> _THE PROBLEM_: Find the lines of the listing that contain the string "trace", and return them.

(AVAILABLE RECORDS Opens)

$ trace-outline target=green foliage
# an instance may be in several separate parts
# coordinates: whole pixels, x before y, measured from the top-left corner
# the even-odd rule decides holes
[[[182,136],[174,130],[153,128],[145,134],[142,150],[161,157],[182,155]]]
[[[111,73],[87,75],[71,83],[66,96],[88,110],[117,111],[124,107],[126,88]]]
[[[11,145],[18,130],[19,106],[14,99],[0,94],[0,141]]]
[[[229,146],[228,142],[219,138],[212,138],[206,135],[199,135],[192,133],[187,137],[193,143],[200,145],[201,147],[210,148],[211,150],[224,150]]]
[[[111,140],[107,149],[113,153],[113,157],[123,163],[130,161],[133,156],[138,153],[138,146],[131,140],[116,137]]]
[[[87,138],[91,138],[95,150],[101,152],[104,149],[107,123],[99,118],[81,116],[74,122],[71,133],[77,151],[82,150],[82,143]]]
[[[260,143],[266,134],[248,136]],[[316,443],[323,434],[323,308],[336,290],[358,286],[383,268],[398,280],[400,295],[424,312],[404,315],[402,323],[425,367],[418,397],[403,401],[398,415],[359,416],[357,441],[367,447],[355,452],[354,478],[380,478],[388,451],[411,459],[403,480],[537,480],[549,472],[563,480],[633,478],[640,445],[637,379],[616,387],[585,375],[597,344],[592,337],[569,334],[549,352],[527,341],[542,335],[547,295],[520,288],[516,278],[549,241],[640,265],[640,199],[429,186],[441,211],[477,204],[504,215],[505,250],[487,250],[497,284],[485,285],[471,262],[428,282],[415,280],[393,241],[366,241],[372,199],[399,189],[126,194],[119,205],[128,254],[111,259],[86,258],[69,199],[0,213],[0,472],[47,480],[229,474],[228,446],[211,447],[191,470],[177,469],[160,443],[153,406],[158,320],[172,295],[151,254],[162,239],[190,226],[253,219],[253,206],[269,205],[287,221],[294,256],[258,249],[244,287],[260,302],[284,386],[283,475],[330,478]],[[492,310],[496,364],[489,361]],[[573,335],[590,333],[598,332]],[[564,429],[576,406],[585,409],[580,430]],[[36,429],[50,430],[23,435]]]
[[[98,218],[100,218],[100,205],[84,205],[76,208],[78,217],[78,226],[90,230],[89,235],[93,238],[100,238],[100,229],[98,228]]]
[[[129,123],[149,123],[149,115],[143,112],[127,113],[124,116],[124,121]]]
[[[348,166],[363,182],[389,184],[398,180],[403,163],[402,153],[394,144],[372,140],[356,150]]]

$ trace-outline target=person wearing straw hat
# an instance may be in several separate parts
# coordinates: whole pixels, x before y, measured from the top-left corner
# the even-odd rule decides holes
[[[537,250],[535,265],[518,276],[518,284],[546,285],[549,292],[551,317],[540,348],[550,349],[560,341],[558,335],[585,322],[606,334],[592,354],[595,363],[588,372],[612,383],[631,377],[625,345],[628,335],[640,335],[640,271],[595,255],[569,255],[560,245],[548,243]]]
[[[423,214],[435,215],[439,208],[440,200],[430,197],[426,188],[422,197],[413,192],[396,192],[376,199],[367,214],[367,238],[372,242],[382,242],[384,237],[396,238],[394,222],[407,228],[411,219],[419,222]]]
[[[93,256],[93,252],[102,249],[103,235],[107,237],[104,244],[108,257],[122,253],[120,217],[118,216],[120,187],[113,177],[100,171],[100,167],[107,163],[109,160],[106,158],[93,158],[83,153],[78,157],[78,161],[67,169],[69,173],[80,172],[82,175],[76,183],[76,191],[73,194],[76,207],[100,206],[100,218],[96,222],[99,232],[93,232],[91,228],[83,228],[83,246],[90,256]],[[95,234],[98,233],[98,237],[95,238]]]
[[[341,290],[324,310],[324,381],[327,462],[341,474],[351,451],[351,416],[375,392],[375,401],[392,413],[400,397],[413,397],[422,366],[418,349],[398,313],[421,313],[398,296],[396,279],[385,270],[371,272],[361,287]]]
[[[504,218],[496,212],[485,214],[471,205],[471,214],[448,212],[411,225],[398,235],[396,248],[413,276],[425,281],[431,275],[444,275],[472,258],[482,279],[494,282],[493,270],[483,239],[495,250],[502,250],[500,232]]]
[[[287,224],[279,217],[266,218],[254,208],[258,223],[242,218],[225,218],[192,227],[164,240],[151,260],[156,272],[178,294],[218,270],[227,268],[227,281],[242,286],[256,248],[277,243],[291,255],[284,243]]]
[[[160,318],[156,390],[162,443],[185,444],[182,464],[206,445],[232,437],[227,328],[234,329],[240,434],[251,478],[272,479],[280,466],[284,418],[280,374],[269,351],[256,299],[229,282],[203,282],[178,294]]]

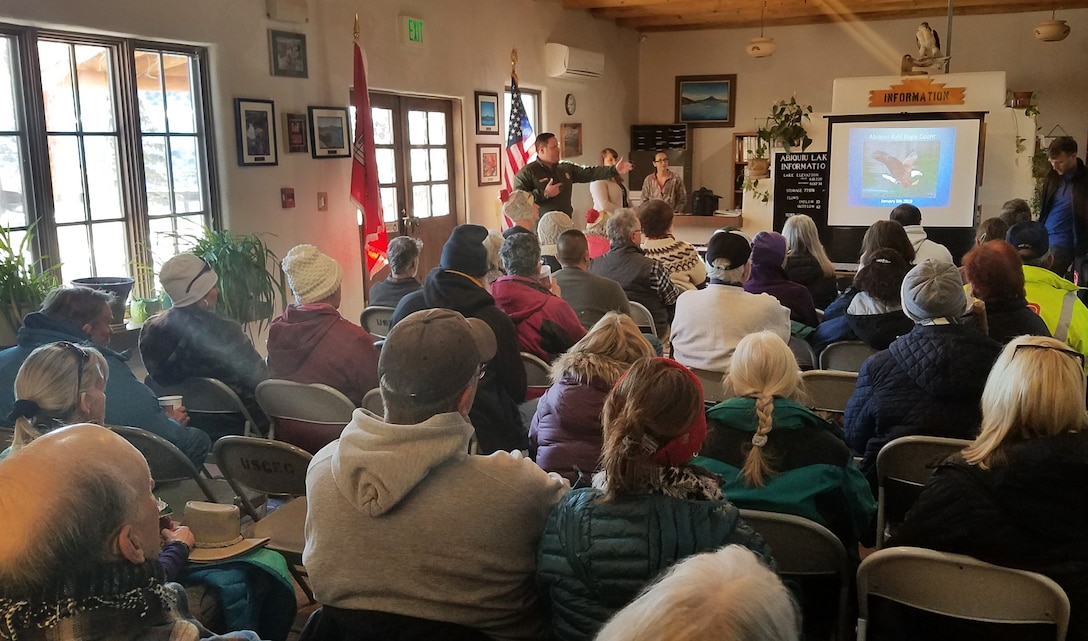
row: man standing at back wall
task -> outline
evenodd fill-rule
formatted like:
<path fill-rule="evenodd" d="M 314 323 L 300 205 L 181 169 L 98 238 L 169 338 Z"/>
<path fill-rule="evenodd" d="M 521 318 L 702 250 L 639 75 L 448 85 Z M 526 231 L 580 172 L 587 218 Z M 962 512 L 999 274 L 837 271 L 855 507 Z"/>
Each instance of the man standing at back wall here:
<path fill-rule="evenodd" d="M 1085 254 L 1088 254 L 1088 170 L 1077 158 L 1077 141 L 1070 136 L 1055 138 L 1047 149 L 1050 172 L 1043 183 L 1039 222 L 1046 225 L 1050 252 L 1054 256 L 1051 271 L 1065 276 L 1075 267 L 1084 287 Z M 1085 300 L 1082 295 L 1081 300 Z"/>
<path fill-rule="evenodd" d="M 594 180 L 609 180 L 616 174 L 631 171 L 631 163 L 620 158 L 611 167 L 586 167 L 559 160 L 559 139 L 555 134 L 542 133 L 536 137 L 536 160 L 528 163 L 514 177 L 514 189 L 527 191 L 540 205 L 540 214 L 561 211 L 570 216 L 572 185 Z"/>

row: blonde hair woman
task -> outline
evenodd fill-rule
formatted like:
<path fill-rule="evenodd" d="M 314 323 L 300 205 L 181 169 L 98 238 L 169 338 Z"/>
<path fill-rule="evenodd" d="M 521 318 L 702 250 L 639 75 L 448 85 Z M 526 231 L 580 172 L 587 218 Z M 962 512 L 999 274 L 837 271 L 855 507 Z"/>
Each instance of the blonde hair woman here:
<path fill-rule="evenodd" d="M 982 393 L 982 428 L 937 467 L 891 545 L 1039 572 L 1072 605 L 1069 639 L 1088 639 L 1088 417 L 1084 357 L 1020 336 Z M 914 638 L 925 638 L 915 636 Z"/>
<path fill-rule="evenodd" d="M 871 533 L 876 502 L 841 430 L 802 404 L 789 346 L 773 332 L 737 344 L 725 377 L 734 398 L 707 412 L 694 461 L 725 479 L 738 507 L 796 514 L 835 532 L 847 549 Z"/>
<path fill-rule="evenodd" d="M 106 416 L 106 359 L 93 347 L 60 342 L 42 345 L 15 375 L 15 425 L 11 452 L 56 427 L 99 423 Z"/>
<path fill-rule="evenodd" d="M 552 509 L 537 573 L 552 635 L 592 639 L 662 570 L 738 543 L 770 562 L 763 540 L 722 496 L 719 479 L 688 465 L 706 433 L 699 381 L 666 358 L 641 358 L 604 405 L 602 471 Z"/>
<path fill-rule="evenodd" d="M 673 566 L 620 610 L 596 641 L 796 641 L 789 590 L 751 551 L 729 545 Z"/>
<path fill-rule="evenodd" d="M 552 386 L 540 398 L 529 428 L 529 452 L 540 467 L 571 483 L 599 469 L 604 435 L 601 410 L 621 374 L 653 348 L 629 316 L 604 315 L 552 364 Z"/>
<path fill-rule="evenodd" d="M 782 226 L 789 253 L 786 274 L 790 280 L 808 288 L 818 309 L 826 309 L 839 295 L 835 266 L 820 242 L 816 223 L 804 214 L 794 214 Z"/>

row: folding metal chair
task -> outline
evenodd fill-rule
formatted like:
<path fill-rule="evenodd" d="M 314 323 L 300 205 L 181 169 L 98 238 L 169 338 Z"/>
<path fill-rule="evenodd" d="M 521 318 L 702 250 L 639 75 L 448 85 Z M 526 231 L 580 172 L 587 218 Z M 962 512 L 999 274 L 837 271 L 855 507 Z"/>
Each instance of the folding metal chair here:
<path fill-rule="evenodd" d="M 190 415 L 207 414 L 211 417 L 223 418 L 238 414 L 244 422 L 242 434 L 253 436 L 257 433 L 257 422 L 249 415 L 249 410 L 242 403 L 242 399 L 238 398 L 234 390 L 218 378 L 194 376 L 176 385 L 161 385 L 148 376 L 144 383 L 155 390 L 159 396 L 183 397 L 185 409 Z"/>
<path fill-rule="evenodd" d="M 654 323 L 654 315 L 650 313 L 650 310 L 646 309 L 646 306 L 642 303 L 631 303 L 631 320 L 635 321 L 635 325 L 642 330 L 644 334 L 652 334 L 657 336 L 657 324 Z"/>
<path fill-rule="evenodd" d="M 854 395 L 858 384 L 857 372 L 814 369 L 801 372 L 805 390 L 812 400 L 813 408 L 822 412 L 843 414 L 846 404 Z"/>
<path fill-rule="evenodd" d="M 359 315 L 359 324 L 372 336 L 385 338 L 389 335 L 389 321 L 393 319 L 393 307 L 371 305 L 363 309 Z"/>
<path fill-rule="evenodd" d="M 940 436 L 901 436 L 876 455 L 876 547 L 884 547 L 887 528 L 895 526 L 914 505 L 933 468 L 971 441 Z"/>
<path fill-rule="evenodd" d="M 382 391 L 375 387 L 363 395 L 363 404 L 360 406 L 369 410 L 375 416 L 385 416 L 385 403 L 382 402 Z"/>
<path fill-rule="evenodd" d="M 272 419 L 270 437 L 311 454 L 340 438 L 355 411 L 351 399 L 328 385 L 276 378 L 257 386 L 257 403 Z"/>
<path fill-rule="evenodd" d="M 861 341 L 831 343 L 820 352 L 820 369 L 860 372 L 865 359 L 878 351 L 880 350 L 875 350 Z"/>

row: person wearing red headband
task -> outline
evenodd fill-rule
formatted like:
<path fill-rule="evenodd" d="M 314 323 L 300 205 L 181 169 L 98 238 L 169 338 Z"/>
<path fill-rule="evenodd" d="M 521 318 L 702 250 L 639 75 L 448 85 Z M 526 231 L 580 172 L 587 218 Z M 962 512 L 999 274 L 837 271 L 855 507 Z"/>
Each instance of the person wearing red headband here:
<path fill-rule="evenodd" d="M 693 554 L 735 543 L 773 569 L 721 479 L 688 465 L 706 438 L 703 392 L 690 370 L 667 358 L 635 361 L 602 418 L 593 487 L 562 499 L 541 537 L 537 575 L 553 638 L 592 639 L 661 571 Z"/>

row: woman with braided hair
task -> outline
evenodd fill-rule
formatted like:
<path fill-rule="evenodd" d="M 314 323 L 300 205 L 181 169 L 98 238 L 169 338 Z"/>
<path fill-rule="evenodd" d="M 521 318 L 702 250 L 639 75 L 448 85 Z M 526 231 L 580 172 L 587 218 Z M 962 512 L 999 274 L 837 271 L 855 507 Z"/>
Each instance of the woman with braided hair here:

(AVAILABLE RECORDS Closes)

> _REPLY TO THE EXERCISE_:
$ trace-outline target=green foliage
$ trace-outline target=person wearing straw hat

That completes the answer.